[Estratti da un dataset di etichettatura a punti]
____

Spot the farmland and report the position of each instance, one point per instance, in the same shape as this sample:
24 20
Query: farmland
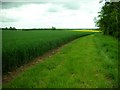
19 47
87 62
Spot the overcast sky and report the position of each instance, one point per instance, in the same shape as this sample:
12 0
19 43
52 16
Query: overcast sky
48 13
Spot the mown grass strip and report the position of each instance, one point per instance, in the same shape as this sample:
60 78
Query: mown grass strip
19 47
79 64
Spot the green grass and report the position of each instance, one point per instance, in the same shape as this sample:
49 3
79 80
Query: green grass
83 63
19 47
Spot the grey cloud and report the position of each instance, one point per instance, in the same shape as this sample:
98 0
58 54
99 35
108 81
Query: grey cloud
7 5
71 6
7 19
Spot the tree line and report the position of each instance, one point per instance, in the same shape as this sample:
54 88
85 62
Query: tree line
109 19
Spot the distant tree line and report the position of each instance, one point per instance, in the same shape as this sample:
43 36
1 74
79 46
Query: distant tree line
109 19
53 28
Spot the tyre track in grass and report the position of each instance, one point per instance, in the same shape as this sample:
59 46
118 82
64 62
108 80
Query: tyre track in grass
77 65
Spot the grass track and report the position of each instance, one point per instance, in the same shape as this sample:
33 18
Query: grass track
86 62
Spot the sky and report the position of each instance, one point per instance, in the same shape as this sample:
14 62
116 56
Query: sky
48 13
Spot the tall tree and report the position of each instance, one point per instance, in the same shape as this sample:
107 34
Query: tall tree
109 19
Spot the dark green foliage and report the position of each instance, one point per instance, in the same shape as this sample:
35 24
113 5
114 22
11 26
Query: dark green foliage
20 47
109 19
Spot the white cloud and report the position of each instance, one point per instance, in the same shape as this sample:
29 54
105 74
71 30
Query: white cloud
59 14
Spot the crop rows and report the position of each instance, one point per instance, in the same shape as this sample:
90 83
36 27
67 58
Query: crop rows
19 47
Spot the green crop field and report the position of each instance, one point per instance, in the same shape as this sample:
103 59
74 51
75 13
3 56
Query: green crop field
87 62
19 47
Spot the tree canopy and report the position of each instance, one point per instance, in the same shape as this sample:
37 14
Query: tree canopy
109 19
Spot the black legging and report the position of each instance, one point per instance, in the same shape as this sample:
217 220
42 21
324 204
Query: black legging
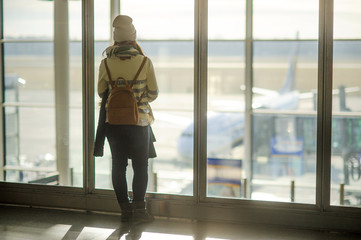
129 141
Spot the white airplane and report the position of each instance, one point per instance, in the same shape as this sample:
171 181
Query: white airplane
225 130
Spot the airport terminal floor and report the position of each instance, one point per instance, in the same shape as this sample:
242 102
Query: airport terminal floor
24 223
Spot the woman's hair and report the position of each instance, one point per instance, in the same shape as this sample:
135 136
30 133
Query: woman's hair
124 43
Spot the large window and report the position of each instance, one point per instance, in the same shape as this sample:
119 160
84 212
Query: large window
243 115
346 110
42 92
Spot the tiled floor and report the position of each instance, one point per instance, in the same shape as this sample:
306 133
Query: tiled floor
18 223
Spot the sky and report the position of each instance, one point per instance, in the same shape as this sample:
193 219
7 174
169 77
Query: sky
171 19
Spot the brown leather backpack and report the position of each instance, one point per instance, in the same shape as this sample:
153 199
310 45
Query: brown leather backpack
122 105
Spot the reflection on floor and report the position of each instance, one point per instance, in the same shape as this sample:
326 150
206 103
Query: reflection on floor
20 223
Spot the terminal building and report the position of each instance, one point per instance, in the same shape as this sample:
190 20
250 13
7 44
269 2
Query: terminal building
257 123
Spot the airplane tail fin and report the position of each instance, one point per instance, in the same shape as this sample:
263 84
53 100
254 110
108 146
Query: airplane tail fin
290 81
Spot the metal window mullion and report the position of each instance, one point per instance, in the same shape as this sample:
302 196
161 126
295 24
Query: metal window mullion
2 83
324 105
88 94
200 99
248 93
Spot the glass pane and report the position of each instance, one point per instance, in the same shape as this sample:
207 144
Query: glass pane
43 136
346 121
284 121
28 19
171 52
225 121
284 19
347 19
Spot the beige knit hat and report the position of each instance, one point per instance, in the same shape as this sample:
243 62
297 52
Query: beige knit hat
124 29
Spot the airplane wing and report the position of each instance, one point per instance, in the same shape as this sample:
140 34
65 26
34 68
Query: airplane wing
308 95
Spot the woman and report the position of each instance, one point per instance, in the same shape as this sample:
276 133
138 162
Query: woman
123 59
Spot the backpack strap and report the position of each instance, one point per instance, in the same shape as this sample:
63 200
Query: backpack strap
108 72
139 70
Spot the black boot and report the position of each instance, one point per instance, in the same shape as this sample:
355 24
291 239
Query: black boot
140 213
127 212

____

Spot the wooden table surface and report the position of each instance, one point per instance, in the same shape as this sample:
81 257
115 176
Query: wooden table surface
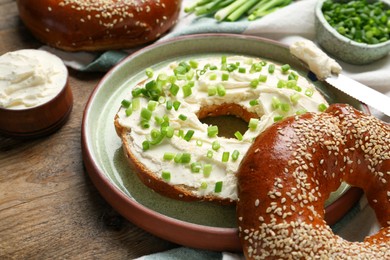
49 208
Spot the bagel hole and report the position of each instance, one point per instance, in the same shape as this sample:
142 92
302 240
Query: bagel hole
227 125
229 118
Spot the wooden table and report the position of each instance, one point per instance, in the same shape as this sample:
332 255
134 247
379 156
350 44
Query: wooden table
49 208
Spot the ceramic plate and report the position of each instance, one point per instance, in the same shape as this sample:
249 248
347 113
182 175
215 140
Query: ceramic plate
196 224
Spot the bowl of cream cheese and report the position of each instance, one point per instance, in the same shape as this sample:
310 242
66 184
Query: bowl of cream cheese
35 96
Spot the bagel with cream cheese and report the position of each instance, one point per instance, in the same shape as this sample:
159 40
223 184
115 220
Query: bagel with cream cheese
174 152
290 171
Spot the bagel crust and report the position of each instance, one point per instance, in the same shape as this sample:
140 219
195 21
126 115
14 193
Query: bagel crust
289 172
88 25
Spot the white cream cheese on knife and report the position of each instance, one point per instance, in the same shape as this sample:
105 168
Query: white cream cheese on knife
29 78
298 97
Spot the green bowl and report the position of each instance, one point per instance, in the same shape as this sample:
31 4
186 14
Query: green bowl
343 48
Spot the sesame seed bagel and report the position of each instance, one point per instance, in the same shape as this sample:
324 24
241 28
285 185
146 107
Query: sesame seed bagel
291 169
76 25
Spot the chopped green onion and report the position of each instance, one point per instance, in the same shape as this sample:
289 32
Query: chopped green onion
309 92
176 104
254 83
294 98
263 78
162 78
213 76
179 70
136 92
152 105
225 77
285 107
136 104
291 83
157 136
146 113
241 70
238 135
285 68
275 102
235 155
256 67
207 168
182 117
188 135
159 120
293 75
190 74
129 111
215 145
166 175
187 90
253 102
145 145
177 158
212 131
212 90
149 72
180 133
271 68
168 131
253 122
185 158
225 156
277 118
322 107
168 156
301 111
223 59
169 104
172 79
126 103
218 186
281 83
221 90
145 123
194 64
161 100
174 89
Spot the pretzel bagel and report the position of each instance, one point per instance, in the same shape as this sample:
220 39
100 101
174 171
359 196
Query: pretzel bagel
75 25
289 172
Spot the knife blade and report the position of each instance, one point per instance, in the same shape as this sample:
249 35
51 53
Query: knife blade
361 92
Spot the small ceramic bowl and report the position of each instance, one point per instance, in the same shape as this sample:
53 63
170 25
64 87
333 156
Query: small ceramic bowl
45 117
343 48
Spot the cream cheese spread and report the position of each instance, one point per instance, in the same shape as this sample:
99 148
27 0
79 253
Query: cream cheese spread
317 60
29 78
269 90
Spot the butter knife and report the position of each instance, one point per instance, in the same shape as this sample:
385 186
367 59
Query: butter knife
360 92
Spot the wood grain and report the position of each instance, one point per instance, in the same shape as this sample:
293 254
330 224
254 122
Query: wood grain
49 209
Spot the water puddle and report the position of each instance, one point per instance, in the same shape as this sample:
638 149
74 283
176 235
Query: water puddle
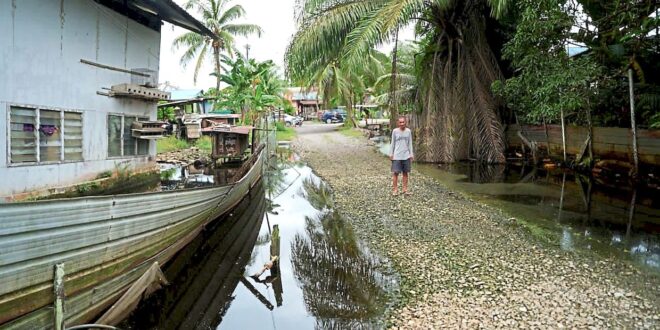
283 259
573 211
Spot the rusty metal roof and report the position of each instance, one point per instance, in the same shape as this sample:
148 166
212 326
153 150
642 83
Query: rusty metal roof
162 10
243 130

____

Indica quante righe delle voci contengono la stringa "beige", distinguendo tra maiuscole e minuscole. Riporta soltanto il numero.

SOLUZIONE → 2